**Problem details**
Filter these entries down to lines holding "every".

**Source data**

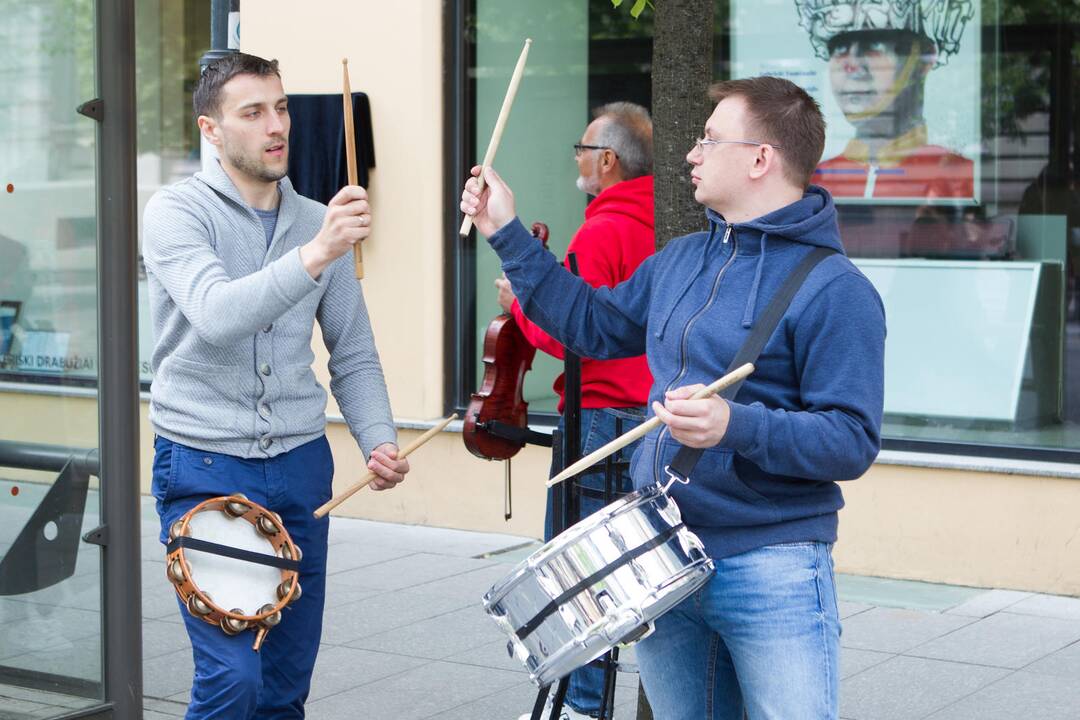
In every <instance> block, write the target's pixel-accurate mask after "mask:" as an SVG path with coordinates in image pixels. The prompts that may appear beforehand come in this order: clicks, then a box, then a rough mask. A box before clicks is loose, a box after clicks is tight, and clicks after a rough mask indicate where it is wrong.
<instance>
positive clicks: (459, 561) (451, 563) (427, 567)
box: [327, 553, 492, 590]
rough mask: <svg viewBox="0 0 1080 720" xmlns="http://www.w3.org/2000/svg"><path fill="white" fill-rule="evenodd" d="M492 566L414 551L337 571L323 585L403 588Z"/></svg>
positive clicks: (350, 586) (475, 560)
mask: <svg viewBox="0 0 1080 720" xmlns="http://www.w3.org/2000/svg"><path fill="white" fill-rule="evenodd" d="M490 565H492V563H491V562H490V561H487V560H475V559H472V558H462V557H454V556H449V555H436V554H434V553H416V554H414V555H408V556H406V557H402V558H397V559H394V560H392V561H386V562H379V563H377V565H372V566H367V567H364V568H357V569H355V570H349V571H347V572H339V573H337V574H335V575H330V578H328V579H327V587H330V586H345V587H366V588H373V589H387V590H394V589H403V588H406V587H415V586H417V585H422V584H424V583H430V582H431V581H433V580H440V579H442V578H449V576H451V575H459V574H462V573H465V572H469V571H471V570H476V569H477V568H485V567H488V566H490Z"/></svg>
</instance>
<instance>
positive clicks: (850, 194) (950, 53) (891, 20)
mask: <svg viewBox="0 0 1080 720" xmlns="http://www.w3.org/2000/svg"><path fill="white" fill-rule="evenodd" d="M795 5H796V9H797V10H798V13H799V22H800V25H801V26H802V27H804V28H805V29H806V30H807V32H808V33H809V35H810V44H811V45H812V46H813V50H814V54H815V55H816V56H818V57H820V58H822V59H824V60H827V62H828V72H829V82H831V85H832V87H833V94H834V96H835V97H836V101H837V104H838V105H839V107H840V109H841V110H842V112H843V116H845V118H846V119H847V120H848V122H850V123H851V124H852V126H853V127H854V130H855V137H854V138H853V139H852V140H851V141H850V142H849V144H848V146H847V147H846V148H845V149H843V151H842V152H841V153H840V154H839V155H837V157H835V158H831V159H828V160H826V161H824V162H823V163H822V164H821V165H820V166H819V168H818V173H816V175H815V177H814V181H815V182H818V184H820V185H822V186H824V187H825V188H827V189H828V190H829V191H832V192H833V194H834V195H837V196H841V198H914V199H932V198H973V196H974V163H973V162H972V161H971V160H970V159H968V158H964V157H963V155H961V154H959V153H957V152H954V151H951V150H949V149H948V148H944V147H941V146H936V145H930V144H929V142H928V139H927V123H926V119H924V117H923V103H924V92H926V79H927V76H928V74H929V73H930V71H931V70H932V69H933V68H935V67H940V66H942V65H945V64H946V63H947V60H948V58H949V56H950V55H953V54H955V53H956V52H957V50H958V49H959V45H960V38H961V36H962V33H963V29H964V26H966V24H967V23H968V21H969V19H971V18H972V17H973V16H974V12H975V9H974V4H973V2H972V0H943V1H935V0H868V1H866V0H795Z"/></svg>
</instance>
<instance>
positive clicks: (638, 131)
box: [495, 103, 656, 720]
mask: <svg viewBox="0 0 1080 720" xmlns="http://www.w3.org/2000/svg"><path fill="white" fill-rule="evenodd" d="M593 118H594V120H593V121H592V122H591V123H589V126H588V127H586V128H585V133H584V135H582V136H581V141H580V142H578V144H577V145H575V146H573V154H575V158H576V159H577V163H578V181H577V186H578V189H579V190H581V191H582V192H584V193H586V194H590V195H594V199H593V200H592V202H591V203H590V204H589V206H588V207H585V221H584V223H583V225H582V226H581V227H580V228H579V229H578V232H577V233H575V235H573V239H572V240H571V241H570V245H569V247H567V250H566V253H567V267H569V261H568V260H569V256H570V254H571V253H572V254H573V255H575V257H576V258H577V261H578V270H579V272H580V274H581V277H582V279H583V280H584V281H585V282H588V283H589V284H590V285H592V286H593V287H600V286H605V287H613V286H616V285H618V284H619V283H621V282H622V281H624V280H626V279H627V277H630V276H631V275H632V274H634V271H635V270H636V269H637V267H638V266H639V264H640V263H642V261H644V260H645V259H646V258H647V257H649V256H650V255H652V252H653V249H654V247H656V235H654V233H653V222H652V120H651V119H650V118H649V111H648V110H646V109H645V108H643V107H642V106H639V105H634V104H633V103H610V104H608V105H604V106H602V107H599V108H596V109H595V110H594V111H593ZM495 283H496V285H497V286H498V288H499V304H500V305H502V309H503V310H505V311H507V312H509V313H512V314H513V316H514V320H515V321H516V323H517V326H518V327H519V328H521V329H522V331H523V332H524V334H525V337H526V338H528V340H529V342H530V343H532V344H534V345H535V347H536V348H539V349H540V350H543V351H544V352H546V353H548V354H550V355H553V356H554V357H558V358H562V357H563V345H562V344H561V343H559V342H558V341H557V340H554V339H552V338H551V337H550V336H549V335H548V334H545V332H544V331H543V330H541V329H540V328H539V327H538V326H536V325H534V324H532V323H531V322H529V320H528V318H526V317H525V315H524V314H523V313H522V309H521V305H519V304H518V303H517V301H516V300H515V298H514V294H513V290H512V289H511V287H510V282H509V281H507V280H505V279H499V280H497V281H496V282H495ZM651 384H652V376H651V375H650V373H649V367H648V364H647V363H646V359H645V356H644V355H638V356H636V357H623V358H618V359H607V361H598V359H590V358H584V357H583V358H582V359H581V427H582V432H583V435H582V437H581V449H582V452H589V451H591V450H594V449H596V448H598V447H600V446H602V445H604V444H606V443H607V441H608V440H611V439H613V438H615V437H616V435H618V434H619V433H618V432H617V431H622V432H626V431H629V430H631V429H633V427H634V426H636V425H637V424H638V423H640V422H642V420H644V419H645V404H646V402H647V399H648V395H649V388H650V386H651ZM554 390H555V392H556V393H557V394H558V396H559V403H558V409H559V412H562V411H563V407H564V403H565V396H564V379H563V376H559V377H558V378H557V379H556V380H555V385H554ZM559 429H561V430H563V429H564V424H563V420H562V419H559ZM635 447H636V444H634V445H631V446H630V447H629V448H627V449H626V450H624V451H623V452H624V453H625V457H626V458H629V457H630V454H631V453H632V452H633V451H634V449H635ZM557 454H558V453H557V451H556V456H557ZM603 479H604V478H603V476H600V475H598V474H592V475H584V476H583V477H581V478H579V484H580V486H581V515H582V517H583V516H585V515H589V514H592V513H593V512H595V511H597V510H599V508H600V506H602V505H603V498H604V492H603V489H604V481H603ZM618 486H619V487H618V488H617V490H620V491H627V490H630V489H631V487H630V486H631V481H630V474H629V473H623V475H622V476H621V477H619V478H618ZM552 534H553V513H552V502H551V494H550V493H549V500H548V518H546V521H545V524H544V539H545V540H550V539H551V536H552ZM603 690H604V673H603V671H602V670H600V668H598V667H595V666H591V665H586V666H585V667H583V668H581V669H579V670H576V671H575V673H573V674H572V675H571V676H570V683H569V687H568V689H567V693H566V707H565V709H564V715H563V718H565V719H566V720H578V719H580V718H589V717H596V716H597V715H598V714H599V710H600V697H602V695H603ZM553 695H554V693H552V695H549V698H551V697H552V696H553ZM529 717H530V716H529V715H525V716H523V718H525V719H526V720H527V719H528V718H529ZM545 717H546V716H545Z"/></svg>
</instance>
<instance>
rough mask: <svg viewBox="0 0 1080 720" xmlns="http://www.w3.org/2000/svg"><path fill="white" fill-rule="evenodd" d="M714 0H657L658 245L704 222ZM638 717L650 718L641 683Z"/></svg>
mask: <svg viewBox="0 0 1080 720" xmlns="http://www.w3.org/2000/svg"><path fill="white" fill-rule="evenodd" d="M714 2H715V0H653V6H654V11H653V36H652V172H653V175H654V176H656V190H654V191H653V198H654V200H656V229H657V230H656V231H657V249H660V248H661V247H663V246H664V245H666V244H667V241H670V240H672V239H673V237H678V236H679V235H685V234H687V233H689V232H693V231H696V230H701V229H703V228H704V227H705V215H704V212H703V210H702V207H701V205H699V204H698V203H697V202H694V200H693V186H692V185H690V171H689V167H688V165H687V162H686V153H687V152H689V151H690V146H691V145H692V144H693V140H694V138H697V137H698V136H699V135H701V131H702V127H703V126H704V124H705V120H706V119H707V118H708V114H710V113H711V112H712V111H713V104H712V101H710V99H708V85H710V83H712V82H713V16H714V12H715V4H714ZM637 720H652V709H651V708H650V707H649V702H648V699H647V698H646V697H645V690H644V689H643V688H642V685H640V683H638V685H637Z"/></svg>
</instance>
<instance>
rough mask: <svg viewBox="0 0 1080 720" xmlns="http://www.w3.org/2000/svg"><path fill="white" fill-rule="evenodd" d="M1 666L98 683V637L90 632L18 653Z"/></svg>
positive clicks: (98, 651) (99, 671) (99, 637)
mask: <svg viewBox="0 0 1080 720" xmlns="http://www.w3.org/2000/svg"><path fill="white" fill-rule="evenodd" d="M5 665H9V666H11V667H17V668H19V669H23V670H29V671H31V673H48V674H50V675H59V676H64V677H69V678H78V679H80V680H91V681H94V682H100V681H102V680H103V677H104V676H103V668H102V637H100V636H99V635H93V636H90V637H84V638H79V639H77V640H71V641H68V640H63V641H60V642H57V643H54V644H52V646H51V647H50V648H49V649H45V650H38V651H35V652H30V653H26V654H25V655H19V656H18V657H14V658H12V660H9V661H6V662H5Z"/></svg>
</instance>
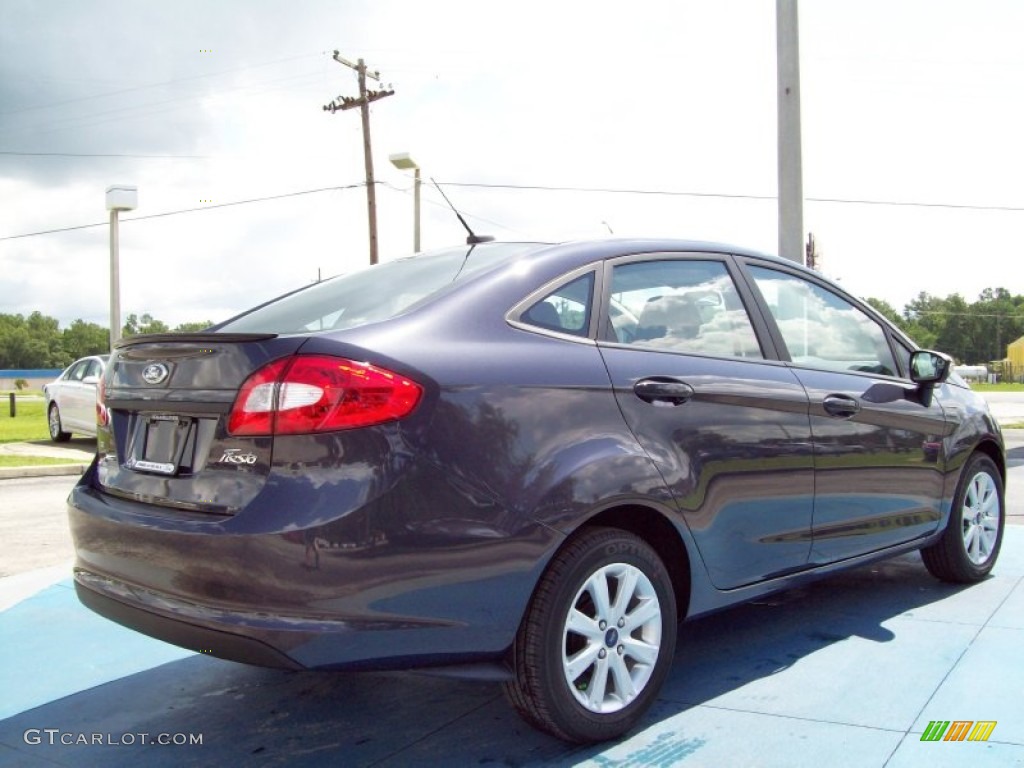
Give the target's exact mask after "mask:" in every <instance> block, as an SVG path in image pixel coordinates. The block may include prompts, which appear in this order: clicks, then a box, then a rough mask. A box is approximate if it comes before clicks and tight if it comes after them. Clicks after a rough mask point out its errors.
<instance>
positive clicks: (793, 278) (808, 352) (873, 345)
mask: <svg viewBox="0 0 1024 768" xmlns="http://www.w3.org/2000/svg"><path fill="white" fill-rule="evenodd" d="M750 270H751V274H752V275H753V276H754V281H755V283H757V285H758V289H759V290H760V291H761V295H762V296H763V297H764V299H765V303H767V304H768V309H769V310H770V311H771V313H772V316H773V317H774V318H775V324H776V325H777V326H778V330H779V333H781V334H782V340H783V341H784V342H785V346H786V347H787V348H788V350H790V356H791V358H792V359H793V361H794V362H799V364H801V365H805V366H808V367H810V368H820V369H825V370H829V371H862V372H864V373H871V374H881V375H883V376H896V375H897V373H896V371H897V368H896V360H895V359H893V353H892V350H891V349H890V348H889V342H888V341H887V340H886V334H885V332H884V331H883V330H882V326H880V325H879V324H878V323H877V322H876V321H874V319H873V318H872V317H870V316H869V315H868V314H867V313H866V312H863V311H862V310H860V309H859V308H857V307H856V306H854V305H853V304H851V303H850V302H849V301H847V300H846V299H844V298H842V297H841V296H838V295H836V294H834V293H833V292H831V291H827V290H825V289H824V288H822V287H821V286H819V285H817V284H815V283H811V282H810V281H806V280H803V279H802V278H798V276H796V275H793V274H788V273H786V272H779V271H776V270H774V269H767V268H765V267H760V266H751V267H750Z"/></svg>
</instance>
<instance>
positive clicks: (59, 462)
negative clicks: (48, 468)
mask: <svg viewBox="0 0 1024 768" xmlns="http://www.w3.org/2000/svg"><path fill="white" fill-rule="evenodd" d="M52 464H88V462H84V461H82V460H81V459H52V458H50V457H48V456H7V455H0V467H48V466H50V465H52Z"/></svg>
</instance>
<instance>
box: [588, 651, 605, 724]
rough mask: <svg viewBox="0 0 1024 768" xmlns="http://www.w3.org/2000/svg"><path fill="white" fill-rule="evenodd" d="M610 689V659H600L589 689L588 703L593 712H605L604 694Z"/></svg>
mask: <svg viewBox="0 0 1024 768" xmlns="http://www.w3.org/2000/svg"><path fill="white" fill-rule="evenodd" d="M607 689H608V657H607V656H605V657H604V658H598V659H597V663H596V664H595V665H594V674H593V675H591V678H590V686H589V687H588V688H587V702H588V705H589V707H590V710H591V711H592V712H603V711H604V693H605V691H606V690H607Z"/></svg>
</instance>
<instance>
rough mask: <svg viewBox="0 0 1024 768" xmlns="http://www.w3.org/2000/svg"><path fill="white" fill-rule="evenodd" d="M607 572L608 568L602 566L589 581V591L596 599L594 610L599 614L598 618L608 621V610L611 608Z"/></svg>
mask: <svg viewBox="0 0 1024 768" xmlns="http://www.w3.org/2000/svg"><path fill="white" fill-rule="evenodd" d="M606 572H607V571H606V569H603V568H602V569H601V570H599V571H597V572H596V573H595V574H594V575H593V577H591V579H590V581H589V582H587V591H588V592H589V593H590V596H591V598H592V599H593V600H594V612H595V613H596V614H597V618H599V620H600V618H604V620H605V621H607V616H608V611H609V610H610V608H611V601H610V598H609V597H608V577H607V575H606Z"/></svg>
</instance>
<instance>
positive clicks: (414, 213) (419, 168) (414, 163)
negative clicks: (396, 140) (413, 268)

**Problem solution**
In every <instance> block, write the target's pixel-accurate mask after "mask:" as an SVG path with coordinates in image pixels. The prompts that may appear beforehand come in this order: clicks, then a box, then a rough mask. A box before clicks is loose, a box after clicks is tight, and clicks after a rough mask indicate where it is wrong.
Give the target's exact mask after "mask:" in every <instance> block, as an SVG path in image pixel coordinates. The block may include prompts, which appear in this order: clicks, then a box, then a rough mask. A box is approximate if it comes before clicks and tight if it comes after them. Clicks after a rough mask point out its errors.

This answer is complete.